- WHAT IS BEING ASKED: Gather every line of the data below that contains the string "yellow", treating it as case-sensitive.

Position annotation data:

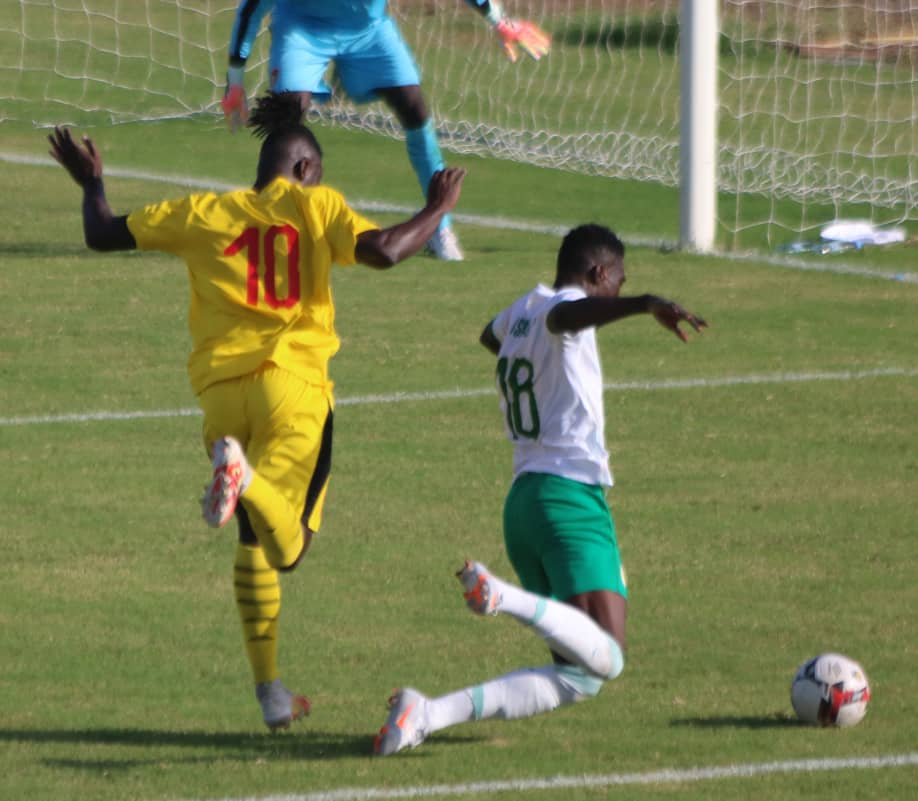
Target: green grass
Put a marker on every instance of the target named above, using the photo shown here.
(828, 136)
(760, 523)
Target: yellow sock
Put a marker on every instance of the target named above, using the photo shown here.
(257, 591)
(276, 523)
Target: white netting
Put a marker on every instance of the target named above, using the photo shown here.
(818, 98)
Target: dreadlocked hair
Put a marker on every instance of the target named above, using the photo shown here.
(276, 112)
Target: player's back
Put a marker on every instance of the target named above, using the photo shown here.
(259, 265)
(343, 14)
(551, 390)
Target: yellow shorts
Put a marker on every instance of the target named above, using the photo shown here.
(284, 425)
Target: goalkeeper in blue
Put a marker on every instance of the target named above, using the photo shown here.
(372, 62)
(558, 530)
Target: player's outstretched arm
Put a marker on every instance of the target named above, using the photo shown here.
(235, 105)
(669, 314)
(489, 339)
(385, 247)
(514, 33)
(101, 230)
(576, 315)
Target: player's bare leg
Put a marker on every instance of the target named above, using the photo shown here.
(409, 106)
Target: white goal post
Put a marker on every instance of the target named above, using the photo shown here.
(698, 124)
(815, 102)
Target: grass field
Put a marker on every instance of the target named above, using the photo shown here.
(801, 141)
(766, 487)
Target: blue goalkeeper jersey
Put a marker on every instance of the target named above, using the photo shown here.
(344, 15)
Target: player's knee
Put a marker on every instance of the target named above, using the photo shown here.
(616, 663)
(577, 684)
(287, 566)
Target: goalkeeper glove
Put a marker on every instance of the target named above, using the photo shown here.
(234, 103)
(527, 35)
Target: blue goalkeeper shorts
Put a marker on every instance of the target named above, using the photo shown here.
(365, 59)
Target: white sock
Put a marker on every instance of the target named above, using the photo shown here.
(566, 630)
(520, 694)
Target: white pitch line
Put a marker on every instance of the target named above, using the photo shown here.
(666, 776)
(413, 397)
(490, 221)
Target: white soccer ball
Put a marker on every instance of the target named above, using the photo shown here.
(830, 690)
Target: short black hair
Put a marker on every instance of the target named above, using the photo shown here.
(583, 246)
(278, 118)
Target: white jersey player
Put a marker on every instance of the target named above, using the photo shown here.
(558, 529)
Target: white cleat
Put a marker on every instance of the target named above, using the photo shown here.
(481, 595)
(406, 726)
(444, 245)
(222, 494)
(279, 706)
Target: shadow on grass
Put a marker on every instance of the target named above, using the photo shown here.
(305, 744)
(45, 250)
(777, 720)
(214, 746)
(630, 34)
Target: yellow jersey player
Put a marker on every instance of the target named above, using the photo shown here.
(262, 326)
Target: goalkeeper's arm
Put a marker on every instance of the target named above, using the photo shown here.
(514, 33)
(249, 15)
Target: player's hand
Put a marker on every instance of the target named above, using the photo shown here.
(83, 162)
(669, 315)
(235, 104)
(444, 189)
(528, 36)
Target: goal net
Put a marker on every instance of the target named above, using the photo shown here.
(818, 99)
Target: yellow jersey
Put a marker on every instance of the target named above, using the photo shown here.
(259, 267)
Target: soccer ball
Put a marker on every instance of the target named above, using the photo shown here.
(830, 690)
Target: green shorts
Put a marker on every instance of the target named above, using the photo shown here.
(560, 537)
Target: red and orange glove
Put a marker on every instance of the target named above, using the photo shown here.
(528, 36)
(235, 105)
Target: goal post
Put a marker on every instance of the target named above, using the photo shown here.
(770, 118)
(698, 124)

==

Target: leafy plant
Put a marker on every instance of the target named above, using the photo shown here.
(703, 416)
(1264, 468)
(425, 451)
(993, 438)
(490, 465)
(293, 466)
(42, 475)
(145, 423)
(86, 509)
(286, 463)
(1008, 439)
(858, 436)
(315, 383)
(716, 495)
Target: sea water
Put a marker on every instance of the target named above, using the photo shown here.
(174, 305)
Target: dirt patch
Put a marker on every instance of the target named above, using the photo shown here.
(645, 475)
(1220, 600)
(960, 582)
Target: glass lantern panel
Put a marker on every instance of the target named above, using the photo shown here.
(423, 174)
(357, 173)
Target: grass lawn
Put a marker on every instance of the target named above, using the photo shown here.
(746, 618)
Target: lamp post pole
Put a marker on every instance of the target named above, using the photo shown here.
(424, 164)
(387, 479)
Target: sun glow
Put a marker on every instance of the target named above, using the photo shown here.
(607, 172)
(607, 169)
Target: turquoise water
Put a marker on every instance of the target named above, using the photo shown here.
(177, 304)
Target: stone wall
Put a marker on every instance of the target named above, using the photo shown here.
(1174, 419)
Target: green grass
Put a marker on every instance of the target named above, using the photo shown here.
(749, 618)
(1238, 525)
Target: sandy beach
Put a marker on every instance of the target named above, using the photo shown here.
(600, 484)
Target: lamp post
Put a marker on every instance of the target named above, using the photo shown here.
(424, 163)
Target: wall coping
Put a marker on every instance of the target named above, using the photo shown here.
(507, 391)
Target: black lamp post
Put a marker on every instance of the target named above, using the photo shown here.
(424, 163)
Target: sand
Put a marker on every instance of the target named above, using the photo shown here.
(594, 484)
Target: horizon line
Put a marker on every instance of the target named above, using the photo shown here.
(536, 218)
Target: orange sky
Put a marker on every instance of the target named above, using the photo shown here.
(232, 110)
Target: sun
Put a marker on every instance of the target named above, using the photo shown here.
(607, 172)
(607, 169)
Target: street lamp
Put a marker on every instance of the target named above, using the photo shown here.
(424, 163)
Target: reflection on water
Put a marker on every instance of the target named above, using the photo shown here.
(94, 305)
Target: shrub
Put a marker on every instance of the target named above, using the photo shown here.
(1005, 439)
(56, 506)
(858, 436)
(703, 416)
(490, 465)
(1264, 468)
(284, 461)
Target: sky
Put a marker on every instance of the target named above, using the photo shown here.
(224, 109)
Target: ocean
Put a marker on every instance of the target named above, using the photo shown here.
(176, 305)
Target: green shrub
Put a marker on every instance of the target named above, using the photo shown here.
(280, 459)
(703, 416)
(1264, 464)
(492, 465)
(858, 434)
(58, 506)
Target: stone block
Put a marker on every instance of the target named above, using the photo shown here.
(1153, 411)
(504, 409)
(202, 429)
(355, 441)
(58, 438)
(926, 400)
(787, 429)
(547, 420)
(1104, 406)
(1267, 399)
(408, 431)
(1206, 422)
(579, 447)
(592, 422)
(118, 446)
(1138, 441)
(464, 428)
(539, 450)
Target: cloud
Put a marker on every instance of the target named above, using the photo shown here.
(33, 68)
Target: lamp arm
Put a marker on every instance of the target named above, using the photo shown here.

---

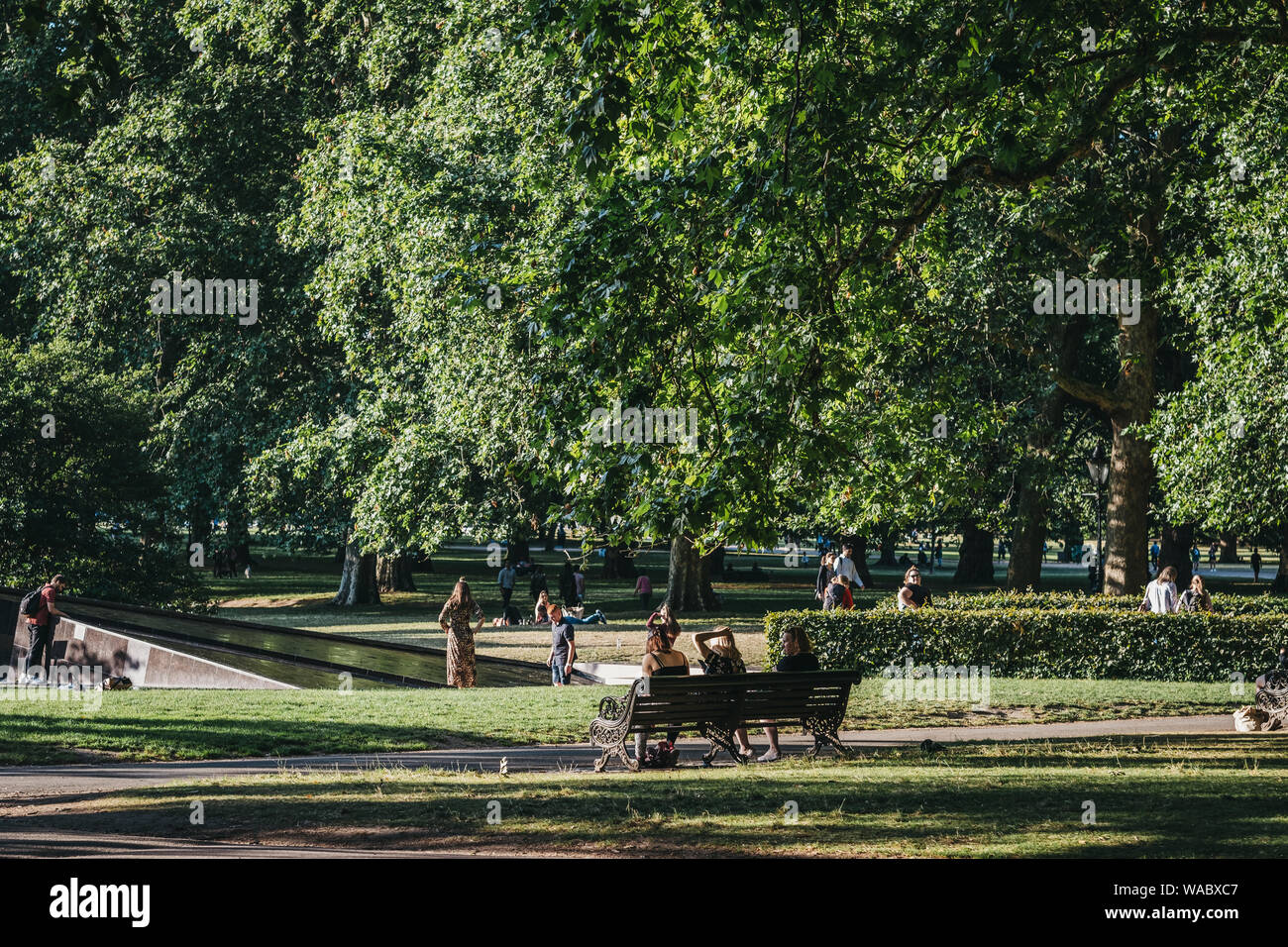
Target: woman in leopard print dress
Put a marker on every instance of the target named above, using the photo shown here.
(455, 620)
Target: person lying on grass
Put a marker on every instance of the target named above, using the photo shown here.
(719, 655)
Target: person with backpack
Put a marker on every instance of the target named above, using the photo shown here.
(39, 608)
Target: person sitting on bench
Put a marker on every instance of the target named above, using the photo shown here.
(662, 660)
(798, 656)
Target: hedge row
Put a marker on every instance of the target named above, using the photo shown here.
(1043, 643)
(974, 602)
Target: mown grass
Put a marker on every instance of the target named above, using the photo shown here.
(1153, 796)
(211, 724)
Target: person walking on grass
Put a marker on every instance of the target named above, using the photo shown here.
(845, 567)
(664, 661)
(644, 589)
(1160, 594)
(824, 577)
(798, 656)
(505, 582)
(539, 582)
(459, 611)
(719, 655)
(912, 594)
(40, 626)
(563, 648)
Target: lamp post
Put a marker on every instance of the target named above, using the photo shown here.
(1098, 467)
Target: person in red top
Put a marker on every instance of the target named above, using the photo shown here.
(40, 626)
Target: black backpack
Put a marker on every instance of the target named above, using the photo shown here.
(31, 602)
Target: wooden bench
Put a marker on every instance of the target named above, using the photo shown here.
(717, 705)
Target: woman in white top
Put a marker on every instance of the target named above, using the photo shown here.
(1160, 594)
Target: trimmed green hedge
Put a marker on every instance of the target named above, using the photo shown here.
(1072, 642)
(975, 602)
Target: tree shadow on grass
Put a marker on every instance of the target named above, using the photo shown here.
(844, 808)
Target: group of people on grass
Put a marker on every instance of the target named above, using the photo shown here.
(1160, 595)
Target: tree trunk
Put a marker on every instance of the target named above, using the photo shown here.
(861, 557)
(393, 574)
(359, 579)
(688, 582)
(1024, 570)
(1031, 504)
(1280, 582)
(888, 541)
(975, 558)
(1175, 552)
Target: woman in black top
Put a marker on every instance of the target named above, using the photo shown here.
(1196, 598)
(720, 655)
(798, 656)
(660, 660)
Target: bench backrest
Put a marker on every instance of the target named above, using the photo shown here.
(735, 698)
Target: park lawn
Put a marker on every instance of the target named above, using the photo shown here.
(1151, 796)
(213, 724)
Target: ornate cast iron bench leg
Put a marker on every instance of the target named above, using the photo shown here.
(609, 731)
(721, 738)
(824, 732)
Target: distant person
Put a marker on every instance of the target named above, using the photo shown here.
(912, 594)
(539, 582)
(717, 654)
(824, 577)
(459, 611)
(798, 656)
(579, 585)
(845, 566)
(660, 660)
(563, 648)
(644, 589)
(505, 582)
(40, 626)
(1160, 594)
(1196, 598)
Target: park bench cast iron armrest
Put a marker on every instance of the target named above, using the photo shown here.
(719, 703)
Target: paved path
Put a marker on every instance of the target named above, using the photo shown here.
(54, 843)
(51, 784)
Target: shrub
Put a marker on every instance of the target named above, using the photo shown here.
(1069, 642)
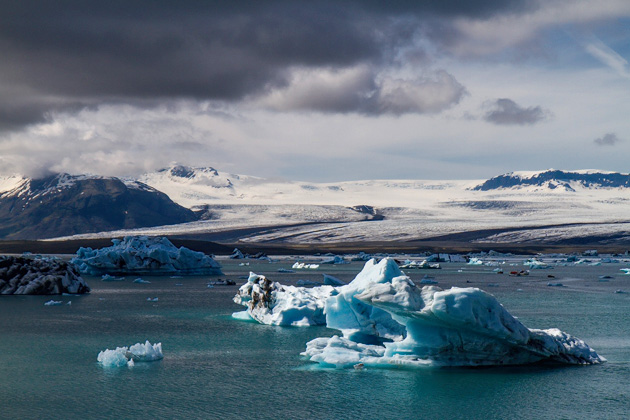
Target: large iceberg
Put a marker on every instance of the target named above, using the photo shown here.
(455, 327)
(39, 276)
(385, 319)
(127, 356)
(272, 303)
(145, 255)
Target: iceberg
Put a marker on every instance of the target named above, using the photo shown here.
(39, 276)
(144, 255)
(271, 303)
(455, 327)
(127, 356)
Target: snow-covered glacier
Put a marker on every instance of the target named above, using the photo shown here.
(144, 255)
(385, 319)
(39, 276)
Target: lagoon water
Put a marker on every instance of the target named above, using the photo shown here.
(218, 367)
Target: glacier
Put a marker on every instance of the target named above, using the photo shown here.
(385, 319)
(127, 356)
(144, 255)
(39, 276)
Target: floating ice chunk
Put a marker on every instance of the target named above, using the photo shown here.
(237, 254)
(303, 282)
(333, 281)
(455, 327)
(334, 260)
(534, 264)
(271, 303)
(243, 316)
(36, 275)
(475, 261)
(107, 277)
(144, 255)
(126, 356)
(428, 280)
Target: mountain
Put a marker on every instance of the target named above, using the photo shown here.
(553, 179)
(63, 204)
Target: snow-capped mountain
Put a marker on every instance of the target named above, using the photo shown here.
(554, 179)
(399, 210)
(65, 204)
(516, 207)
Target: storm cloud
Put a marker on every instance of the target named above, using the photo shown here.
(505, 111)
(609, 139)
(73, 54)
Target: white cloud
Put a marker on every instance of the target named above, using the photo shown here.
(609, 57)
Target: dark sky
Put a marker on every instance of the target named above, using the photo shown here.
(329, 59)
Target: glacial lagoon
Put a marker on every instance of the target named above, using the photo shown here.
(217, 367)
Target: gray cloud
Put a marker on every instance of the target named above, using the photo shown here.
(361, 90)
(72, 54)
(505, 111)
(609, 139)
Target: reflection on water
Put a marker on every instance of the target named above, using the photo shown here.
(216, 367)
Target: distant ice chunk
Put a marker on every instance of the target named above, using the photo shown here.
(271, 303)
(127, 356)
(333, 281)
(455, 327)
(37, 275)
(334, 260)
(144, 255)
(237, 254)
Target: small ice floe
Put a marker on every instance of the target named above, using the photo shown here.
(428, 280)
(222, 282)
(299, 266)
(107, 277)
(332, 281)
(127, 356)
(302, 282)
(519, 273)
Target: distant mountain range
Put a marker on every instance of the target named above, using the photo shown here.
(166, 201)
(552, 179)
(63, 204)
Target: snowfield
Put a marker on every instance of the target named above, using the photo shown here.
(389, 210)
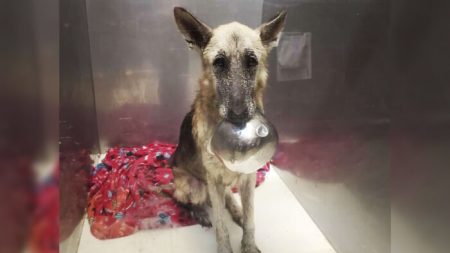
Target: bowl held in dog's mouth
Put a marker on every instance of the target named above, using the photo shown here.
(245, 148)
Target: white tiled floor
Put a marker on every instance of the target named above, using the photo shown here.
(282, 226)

- ANSWER:
Target: yellow sock
Target: yellow shorts
Target: yellow jersey player
Target: yellow jersey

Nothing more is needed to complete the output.